***** Material for this task *****
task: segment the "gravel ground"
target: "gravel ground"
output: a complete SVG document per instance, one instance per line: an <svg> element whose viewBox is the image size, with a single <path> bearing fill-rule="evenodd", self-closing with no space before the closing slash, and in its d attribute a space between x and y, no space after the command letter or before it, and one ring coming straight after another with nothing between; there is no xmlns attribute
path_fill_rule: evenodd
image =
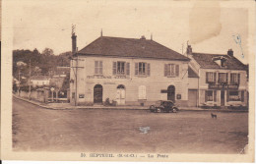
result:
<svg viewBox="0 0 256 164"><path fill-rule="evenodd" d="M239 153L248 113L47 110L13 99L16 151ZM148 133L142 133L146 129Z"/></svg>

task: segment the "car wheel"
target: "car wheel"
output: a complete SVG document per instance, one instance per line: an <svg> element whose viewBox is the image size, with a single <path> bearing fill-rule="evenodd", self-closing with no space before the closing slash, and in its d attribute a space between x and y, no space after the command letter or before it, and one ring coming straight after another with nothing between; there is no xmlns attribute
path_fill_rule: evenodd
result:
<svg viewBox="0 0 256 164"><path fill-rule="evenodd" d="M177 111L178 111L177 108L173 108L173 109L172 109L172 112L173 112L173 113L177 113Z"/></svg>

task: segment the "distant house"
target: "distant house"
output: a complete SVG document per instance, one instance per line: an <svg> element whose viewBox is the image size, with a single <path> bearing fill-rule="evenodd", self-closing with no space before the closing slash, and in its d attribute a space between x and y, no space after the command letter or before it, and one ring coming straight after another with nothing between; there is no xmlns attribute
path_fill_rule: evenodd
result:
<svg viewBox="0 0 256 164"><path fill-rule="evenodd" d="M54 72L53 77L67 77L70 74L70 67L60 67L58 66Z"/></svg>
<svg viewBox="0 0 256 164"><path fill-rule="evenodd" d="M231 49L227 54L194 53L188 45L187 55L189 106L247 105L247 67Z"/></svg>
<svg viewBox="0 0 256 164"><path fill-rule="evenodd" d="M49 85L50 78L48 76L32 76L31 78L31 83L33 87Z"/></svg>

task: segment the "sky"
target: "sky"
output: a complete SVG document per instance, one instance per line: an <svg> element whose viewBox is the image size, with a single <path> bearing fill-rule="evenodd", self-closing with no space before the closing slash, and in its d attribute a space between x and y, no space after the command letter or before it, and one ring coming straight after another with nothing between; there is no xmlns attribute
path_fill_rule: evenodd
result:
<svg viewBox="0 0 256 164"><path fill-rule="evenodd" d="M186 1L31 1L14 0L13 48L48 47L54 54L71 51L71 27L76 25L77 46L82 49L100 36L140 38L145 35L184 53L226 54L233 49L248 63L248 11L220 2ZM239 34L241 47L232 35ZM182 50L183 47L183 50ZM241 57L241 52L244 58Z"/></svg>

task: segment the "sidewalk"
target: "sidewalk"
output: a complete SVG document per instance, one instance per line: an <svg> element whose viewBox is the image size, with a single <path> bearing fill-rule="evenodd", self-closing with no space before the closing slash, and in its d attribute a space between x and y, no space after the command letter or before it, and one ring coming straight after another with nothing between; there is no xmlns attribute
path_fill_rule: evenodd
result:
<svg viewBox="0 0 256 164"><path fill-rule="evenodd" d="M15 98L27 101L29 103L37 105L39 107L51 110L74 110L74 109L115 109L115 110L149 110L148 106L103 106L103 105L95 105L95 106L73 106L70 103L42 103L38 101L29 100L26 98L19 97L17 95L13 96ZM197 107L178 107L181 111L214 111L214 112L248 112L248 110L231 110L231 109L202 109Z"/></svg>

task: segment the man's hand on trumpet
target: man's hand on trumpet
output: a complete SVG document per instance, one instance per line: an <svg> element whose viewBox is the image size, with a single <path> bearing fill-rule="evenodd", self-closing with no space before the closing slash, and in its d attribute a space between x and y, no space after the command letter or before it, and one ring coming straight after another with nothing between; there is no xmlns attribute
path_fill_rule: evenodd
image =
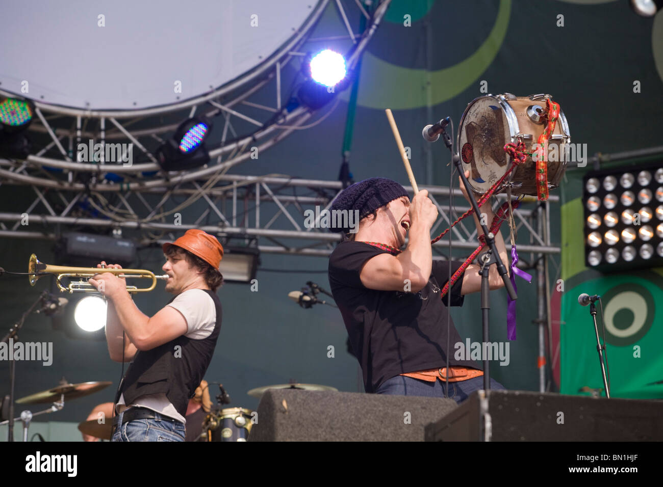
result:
*****
Short exercise:
Leave out the pictures and reproduce the rest of the listing exactly.

The completed task:
task: segment the "gravel ground"
target: "gravel ground"
output: a complete SVG document per instance, one instance per line: an <svg> element whose viewBox is the image size, with a single <path> bearing fill-rule="evenodd", self-closing with no space before the closing slash, and in its d attribute a space between x and y, no space after the command letter or before it, and one ring coming straight after another with nothing between; there is no xmlns attribute
path_fill_rule: evenodd
image =
result:
<svg viewBox="0 0 256 164"><path fill-rule="evenodd" d="M239 153L248 113L47 110L13 99L16 151ZM148 133L142 133L146 129Z"/></svg>

task: segment the "car wheel"
target: "car wheel"
output: a complete SVG document per instance, one instance per line: an <svg> element whose viewBox is the image size, with a single <path> bearing fill-rule="evenodd", self-closing with no space before the closing slash, and in its d attribute a space between x and y, no space after the command letter or before it, and one ring coming straight after another with nothing between; there is no xmlns attribute
path_fill_rule: evenodd
result:
<svg viewBox="0 0 256 164"><path fill-rule="evenodd" d="M177 111L178 111L177 108L173 108L173 109L172 109L172 112L173 112L173 113L177 113Z"/></svg>

task: segment the "distant house"
target: "distant house"
output: a complete SVG document per instance, one instance per line: an <svg> element whose viewBox is the image size, with a single <path> bearing fill-rule="evenodd", self-closing with no space before the closing slash, and in its d attribute a space between x and y, no space after the command letter or before it, and one ring coming straight after another with nothing between; there is no xmlns attribute
path_fill_rule: evenodd
result:
<svg viewBox="0 0 256 164"><path fill-rule="evenodd" d="M54 72L53 77L67 77L70 74L70 67L60 67L58 66Z"/></svg>
<svg viewBox="0 0 256 164"><path fill-rule="evenodd" d="M231 49L227 54L194 53L188 45L187 55L189 106L247 105L247 67Z"/></svg>
<svg viewBox="0 0 256 164"><path fill-rule="evenodd" d="M49 85L50 78L48 76L32 76L31 78L31 83L33 87Z"/></svg>

task: segment the "sky"
target: "sky"
output: a complete SVG document per instance, one instance per line: an <svg> element whose viewBox is the image size, with a single <path> bearing fill-rule="evenodd", self-closing with no space before the closing slash, and in its d attribute a space between x and y, no space after the command letter or before it, and one ring coming straight after another with nothing between; there is no xmlns attribute
path_fill_rule: evenodd
result:
<svg viewBox="0 0 256 164"><path fill-rule="evenodd" d="M186 1L31 1L14 0L13 48L48 47L54 54L71 51L71 27L76 25L77 46L82 49L100 36L140 38L145 35L184 53L226 54L233 49L248 63L248 11L220 2ZM239 34L241 47L232 35ZM182 50L183 47L183 50ZM241 57L241 52L244 58Z"/></svg>

task: segment the "sidewalk"
target: "sidewalk"
output: a complete SVG document per instance, one instance per line: an <svg> element whose viewBox is the image size, with a single <path> bearing fill-rule="evenodd", self-closing with no space before the closing slash, and in its d attribute a space between x and y, no space after the command letter or before it, and one ring coming straight after another with nothing between; there is no xmlns attribute
path_fill_rule: evenodd
result:
<svg viewBox="0 0 256 164"><path fill-rule="evenodd" d="M15 98L27 101L29 103L37 105L39 107L51 110L74 110L74 109L115 109L115 110L149 110L148 106L103 106L103 105L95 105L95 106L73 106L70 103L42 103L38 101L29 100L26 98L19 97L17 95L13 96ZM197 107L178 107L181 111L214 111L214 112L248 112L248 110L231 110L231 109L202 109Z"/></svg>

task: segment the man's hand on trumpet
target: man's hand on trumpet
output: a complete SVG document per instance, one instance per line: an <svg> element whose viewBox is the image size, with a single <path> bearing fill-rule="evenodd", self-closing with no space before the closing slash, and in its d attribute a space between x and y, no space after the command letter or before it, and one ring coming straight after another with nothing between; there is no xmlns attribute
path_fill_rule: evenodd
image =
result:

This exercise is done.